However, kernels are not limited to learning algorithms. As the dot product in the feature space, a kernel is a measurement of similarity, and defines the metrics of the feature space [18.6]; For example, we have the following kernel-based cosine and Euclidian distances in the feature space:

\begin{matrix} \cos [ϕ (x), ϕ (y)] & = \frac{k (x, y)}{\sqrt{k (x, x) \cdot k (y, y)}}, \end{matrix}

(18.11)

\begin{matrix} d [ϕ (x), ϕ (y)] & = \sqrt{k (x, x) + k (y, y) - 2 k (x, y)} . \end{matrix}

(18.12)

Therefore, in a more general sense, all distance-based algorithms can be kernelized [18.14]. Kernels can even be directly used for similarity search, e.g., nearest-neighbor search [18.15,16] and information retrieval [18.17,18,19].

Kernel Engineering and Applications in Bioinformatics

In many real-world problems, the input patterns are not given in the form of vectors but are nonvector, discrete structures, such as strings, trees, graphs, or objects in any form. Usually, these discrete structures are very difficult, if not impossible, to represent as vectors. Thus, vector-based algorithms cannot be directly applied to these structures. Even if these structures can be vectorized in some way, the essential information may be irretrievably lost, and therefore the discriminative power of algorithms may be greatly reduced.

The common kernels given in (18.9) require the input patterns to be vectors. However, in fact, in the definition of kernel functions the input space can be the set of any types of patterns or objectives, as long as the kernel can be represented as the dot product in some space. If we can construct an appropriate kernel for the discrete structure of interest, all vector-based algorithms can be directly applied to the discrete structure by simply replacing the dot product with the kernel. In such cases, a kernel can be considered as a similarity measurement between input patterns [18.6].

A string kernel has been proposed for text classification, which implicitly maps strings into the feature space of all possible substrings [18.20]. Watkins showed that the conditionally symmetrically independent joint probability distributions can be written as dot products and therefore are valid kernels [18.21]. Haussler proposed a more general scheme for kernel engineering, named convolution kernels [18.22]. The Fisher kernel is a method for constructing kernels for classifiers using generative models [18.23]. Kondor and Lafierty proposed the diffusion kernels on graphs [18.24].

▶ [Listed records]:
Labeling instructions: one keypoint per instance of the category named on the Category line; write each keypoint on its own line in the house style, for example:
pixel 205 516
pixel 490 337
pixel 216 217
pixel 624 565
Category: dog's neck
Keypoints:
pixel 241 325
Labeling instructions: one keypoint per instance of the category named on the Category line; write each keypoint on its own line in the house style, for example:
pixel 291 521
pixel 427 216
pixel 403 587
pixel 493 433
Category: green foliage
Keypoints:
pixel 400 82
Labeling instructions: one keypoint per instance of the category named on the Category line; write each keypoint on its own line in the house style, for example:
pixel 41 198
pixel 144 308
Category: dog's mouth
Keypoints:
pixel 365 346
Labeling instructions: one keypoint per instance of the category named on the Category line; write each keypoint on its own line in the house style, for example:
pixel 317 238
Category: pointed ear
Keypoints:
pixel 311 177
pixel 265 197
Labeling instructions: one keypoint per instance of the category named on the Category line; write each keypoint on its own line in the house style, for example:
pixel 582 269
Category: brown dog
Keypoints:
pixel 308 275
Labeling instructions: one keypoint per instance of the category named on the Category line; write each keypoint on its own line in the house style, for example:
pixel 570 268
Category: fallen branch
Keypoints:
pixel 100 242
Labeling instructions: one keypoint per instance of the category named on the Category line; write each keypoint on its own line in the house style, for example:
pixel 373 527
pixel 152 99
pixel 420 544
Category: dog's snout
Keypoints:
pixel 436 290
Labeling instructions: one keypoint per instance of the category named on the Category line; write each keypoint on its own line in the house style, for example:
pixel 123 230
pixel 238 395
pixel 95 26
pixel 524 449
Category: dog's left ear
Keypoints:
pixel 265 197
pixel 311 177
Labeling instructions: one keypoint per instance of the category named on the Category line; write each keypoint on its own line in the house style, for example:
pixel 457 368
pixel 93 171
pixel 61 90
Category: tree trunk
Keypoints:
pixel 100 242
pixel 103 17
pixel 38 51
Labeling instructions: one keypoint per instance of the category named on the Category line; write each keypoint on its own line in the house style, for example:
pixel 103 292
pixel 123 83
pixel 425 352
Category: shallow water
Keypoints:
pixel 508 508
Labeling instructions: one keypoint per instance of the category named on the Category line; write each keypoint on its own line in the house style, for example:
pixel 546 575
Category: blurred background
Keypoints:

▶ [Problem to work on]:
Summarize the passage on kernels in three sentences.

▶ [Finished task]:
Beyond learning algorithms, a kernel serves as a measure of similarity that defines the metrics of the feature space, so all distance-based algorithms can be kernelized, and kernels can be used directly for similarity search and information retrieval. Many real-world inputs are nonvector discrete structures such as strings, trees, and graphs that are difficult to represent as vectors, and vectorizing them may lose essential information. An appropriate kernel lets vector-based algorithms work on such structures by replacing the dot product with the kernel, and proposed kernels include a string kernel for text classification, Haussler's convolution kernels, the Fisher kernel built from generative models, and Kondor and Lafierty's diffusion kernels on graphs.